Given problem: Locate the line that contains "Target: van roof light bar". Print it and every subsequent line through the final line of the records, exactly and only those.

__________________________________________________

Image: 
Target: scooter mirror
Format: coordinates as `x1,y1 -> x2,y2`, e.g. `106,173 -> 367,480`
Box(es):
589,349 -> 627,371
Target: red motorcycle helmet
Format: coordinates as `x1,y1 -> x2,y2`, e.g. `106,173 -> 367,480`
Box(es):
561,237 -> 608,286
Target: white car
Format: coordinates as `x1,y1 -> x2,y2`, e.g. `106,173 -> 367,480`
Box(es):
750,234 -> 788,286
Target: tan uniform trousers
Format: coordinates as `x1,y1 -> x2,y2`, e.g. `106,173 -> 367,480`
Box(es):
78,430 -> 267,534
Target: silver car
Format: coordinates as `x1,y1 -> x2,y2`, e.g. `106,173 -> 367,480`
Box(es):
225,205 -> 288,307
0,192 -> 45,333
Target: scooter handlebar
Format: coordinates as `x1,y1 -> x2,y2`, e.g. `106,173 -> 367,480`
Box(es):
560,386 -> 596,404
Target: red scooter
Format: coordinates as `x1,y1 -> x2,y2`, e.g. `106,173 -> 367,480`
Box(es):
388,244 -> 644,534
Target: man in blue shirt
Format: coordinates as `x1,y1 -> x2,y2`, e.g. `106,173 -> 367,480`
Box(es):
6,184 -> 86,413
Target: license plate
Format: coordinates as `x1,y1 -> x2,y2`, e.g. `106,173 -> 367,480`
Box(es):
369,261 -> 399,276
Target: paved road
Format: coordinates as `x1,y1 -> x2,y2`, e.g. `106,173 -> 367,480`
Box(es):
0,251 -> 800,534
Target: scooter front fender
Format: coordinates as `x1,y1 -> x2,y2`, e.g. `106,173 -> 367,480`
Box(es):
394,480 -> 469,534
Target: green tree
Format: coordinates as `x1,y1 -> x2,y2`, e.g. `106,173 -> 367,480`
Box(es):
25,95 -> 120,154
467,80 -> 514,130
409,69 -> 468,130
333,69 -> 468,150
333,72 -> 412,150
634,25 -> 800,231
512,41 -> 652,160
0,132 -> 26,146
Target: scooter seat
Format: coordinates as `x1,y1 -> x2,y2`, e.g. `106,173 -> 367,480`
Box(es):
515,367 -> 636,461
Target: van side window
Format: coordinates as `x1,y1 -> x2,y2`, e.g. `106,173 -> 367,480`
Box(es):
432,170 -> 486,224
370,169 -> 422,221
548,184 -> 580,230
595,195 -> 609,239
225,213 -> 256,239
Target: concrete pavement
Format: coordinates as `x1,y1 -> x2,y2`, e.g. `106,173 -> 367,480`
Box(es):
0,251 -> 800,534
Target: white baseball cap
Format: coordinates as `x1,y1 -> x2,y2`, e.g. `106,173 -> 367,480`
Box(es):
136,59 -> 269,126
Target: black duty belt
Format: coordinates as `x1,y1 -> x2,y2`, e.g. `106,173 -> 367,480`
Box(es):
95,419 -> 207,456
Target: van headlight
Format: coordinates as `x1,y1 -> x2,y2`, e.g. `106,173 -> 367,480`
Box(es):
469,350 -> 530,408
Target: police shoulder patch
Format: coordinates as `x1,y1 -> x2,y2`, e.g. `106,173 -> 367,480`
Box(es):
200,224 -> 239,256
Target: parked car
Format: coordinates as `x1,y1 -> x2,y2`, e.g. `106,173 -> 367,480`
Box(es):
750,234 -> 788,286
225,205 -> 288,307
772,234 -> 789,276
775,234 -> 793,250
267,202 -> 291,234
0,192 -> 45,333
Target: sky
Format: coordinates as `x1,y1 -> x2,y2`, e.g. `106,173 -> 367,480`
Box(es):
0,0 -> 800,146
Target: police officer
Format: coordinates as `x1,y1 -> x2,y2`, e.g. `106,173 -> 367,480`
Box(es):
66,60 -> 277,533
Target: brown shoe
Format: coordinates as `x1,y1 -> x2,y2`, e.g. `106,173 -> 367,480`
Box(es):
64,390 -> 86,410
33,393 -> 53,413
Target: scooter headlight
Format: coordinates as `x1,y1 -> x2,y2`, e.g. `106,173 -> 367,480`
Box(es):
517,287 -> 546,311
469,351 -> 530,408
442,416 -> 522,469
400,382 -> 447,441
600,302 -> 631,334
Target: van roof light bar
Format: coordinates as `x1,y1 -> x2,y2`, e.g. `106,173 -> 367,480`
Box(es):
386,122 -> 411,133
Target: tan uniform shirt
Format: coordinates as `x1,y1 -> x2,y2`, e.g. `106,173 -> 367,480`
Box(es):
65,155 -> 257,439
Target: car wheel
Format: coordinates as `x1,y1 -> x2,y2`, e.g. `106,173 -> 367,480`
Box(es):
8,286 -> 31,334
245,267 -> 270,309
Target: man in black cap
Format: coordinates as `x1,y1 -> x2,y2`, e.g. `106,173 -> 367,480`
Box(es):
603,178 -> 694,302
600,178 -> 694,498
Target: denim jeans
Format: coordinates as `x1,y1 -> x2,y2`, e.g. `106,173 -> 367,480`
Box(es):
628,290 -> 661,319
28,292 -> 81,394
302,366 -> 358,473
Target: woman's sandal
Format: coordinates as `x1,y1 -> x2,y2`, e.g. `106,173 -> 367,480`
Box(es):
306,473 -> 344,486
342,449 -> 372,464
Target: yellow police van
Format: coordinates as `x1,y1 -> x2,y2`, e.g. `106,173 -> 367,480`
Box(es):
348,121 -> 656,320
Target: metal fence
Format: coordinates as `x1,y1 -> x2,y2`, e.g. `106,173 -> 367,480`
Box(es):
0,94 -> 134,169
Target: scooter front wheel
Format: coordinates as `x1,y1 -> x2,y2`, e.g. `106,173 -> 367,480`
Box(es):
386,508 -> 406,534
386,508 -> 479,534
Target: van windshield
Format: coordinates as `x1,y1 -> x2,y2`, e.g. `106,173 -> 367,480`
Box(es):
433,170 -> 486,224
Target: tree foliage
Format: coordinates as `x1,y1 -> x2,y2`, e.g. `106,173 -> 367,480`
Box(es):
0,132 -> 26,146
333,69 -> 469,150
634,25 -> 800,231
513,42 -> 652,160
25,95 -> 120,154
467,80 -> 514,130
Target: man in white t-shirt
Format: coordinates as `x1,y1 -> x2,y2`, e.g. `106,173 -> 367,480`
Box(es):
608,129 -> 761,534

__________________________________________________

Solution to this problem:
Target: van roof light bar
Format: coordinates as `x1,y1 -> x2,y2`, e.g. `106,173 -> 367,480`
Box(es):
386,122 -> 411,133
Target: tan uniform shirt
Format: coordinates as `x1,y1 -> x2,y2`, e.g. `106,173 -> 367,480`
Box(es):
65,155 -> 257,439
Target: car wheel
Format: coordinates as `x1,y1 -> x2,y2`, e.g. `106,173 -> 367,480`
Box(es):
8,286 -> 31,334
245,267 -> 270,309
Target: man in black cap
Format: coordinates as `x1,y1 -> x2,y2`, e.g. `106,173 -> 367,480`
Box(es):
603,178 -> 694,302
600,178 -> 694,498
Target: denim jeans
Format: coordinates as `x1,y1 -> x2,y2`, e.g. `106,173 -> 367,480`
Box(es):
628,290 -> 661,319
28,292 -> 81,394
302,366 -> 358,473
Target: woman's sandal
Format: coordinates as `x1,y1 -> x2,y2`, e.g. `106,173 -> 367,480`
Box(es):
306,473 -> 344,486
342,449 -> 372,464
Target: yellow police van
Format: coordinates as `x1,y1 -> x2,y2`, e.g. `106,173 -> 367,480`
Box(es):
348,121 -> 656,320
Target: metal fence
Format: coordinates as `x1,y1 -> x2,y2`, e.g. `106,173 -> 367,480`
Box(es):
0,94 -> 134,169
Target: scooter front wheel
Format: coordinates as `x1,y1 -> x2,y2`, e.g. `106,173 -> 367,480`
Box(es):
386,508 -> 406,534
386,508 -> 479,534
Target: van windshield
Format: coordinates as `x1,y1 -> x2,y2`, e.g. `106,173 -> 367,480`
Box(es):
433,170 -> 486,224
Target: tree foliage
Format: coordinates as `x1,y1 -> x2,y2`, e.g. `106,173 -> 367,480`
Box(es):
0,132 -> 26,146
333,69 -> 469,150
634,25 -> 800,231
513,42 -> 652,160
25,95 -> 120,154
467,80 -> 514,130
Target: man in white t-shirt
Format: coordinates as `x1,y1 -> x2,y2`, e.g. `106,173 -> 367,480`
Box(es):
608,129 -> 761,534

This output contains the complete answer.